The hessian is a square matrix of second-order partial derivatives of a function. Where the gradient describes local contribution to direction, the hessian describes local curvature.

$H_{i, j} = \dfrac{d^2 f}{d \theta_i d \theta_j}$

$\nabla f = \begin{pmatrix}
2 c_1  \theta_1 \\
3  c_2  \theta_2^2 \\
2  c_3  \theta_3
\end{pmatrix}$

$H_f = \begin{bmatrix}
2 c_1 & 0 & 0 \\
0 & 6 c_2 \theta & 0 \\
0 & 0 & 2 c_3
\end{bmatrix}$

#### Positive & Negative // Definite & Semi-Definite // Concave & Convex

A $d$ x $d$ matrix $H$ is positive semi-definite (resp. negative semi-definite) if...

$x^THx \geq (resp. \leq)$ $0$  $\forall x \in \mathbb{R}^d$

... where $x$ isn't a vector of all zeroes. Another way to think of it is that if you added any of the elements together in any combination, the result must be positive (resp. negative) or zero.

= = = =

**Work to do**
- A) Decide whether each statement agrees with the hessian passage, answering yes or no and quoting the words of the passage that settle it: (i) The hessian describes local curvature. (ii) The hessian is built from first-order partial derivatives. (iii) The gradient describes local curvature.
- B) Echo the part of the hessian passage starting at "#### Positive &" and ending at "negative) or zero.".
- C) Answer these questions from the hessian passage:
(i) What kind of matrix is the hessian?
(ii) What does the gradient describe?
(iii) In the definition of a positive semi-definite matrix, what must x not be?
The data that comes next is from a different source than the hessian passage.

**Source data**
= = = =

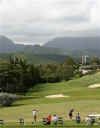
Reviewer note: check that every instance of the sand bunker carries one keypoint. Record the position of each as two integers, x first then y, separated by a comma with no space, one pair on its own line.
56,96
94,86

= = = =

**Written responses**
- A)
(i) Yes: "the hessian describes local curvature."
(ii) No: "a square matrix of second-order partial derivatives of a function."
(iii) No: "Where the gradient describes local contribution to direction."

- B)
#### Positive & Negative // Definite & Semi-Definite // Concave & Convex

A $d$ x $d$ matrix $H$ is positive semi-definite (resp. negative semi-definite) if...

$x^THx \geq (resp. \leq)$ $0$  $\forall x \in \mathbb{R}^d$

... where $x$ isn't a vector of all zeroes. Another way to think of it is that if you added any of the elements together in any combination, the result must be positive (resp. negative) or zero.

- C)
(i) A square matrix of second-order partial derivatives of a function.
(ii) Local contribution to direction.
(iii) A vector of all zeroes.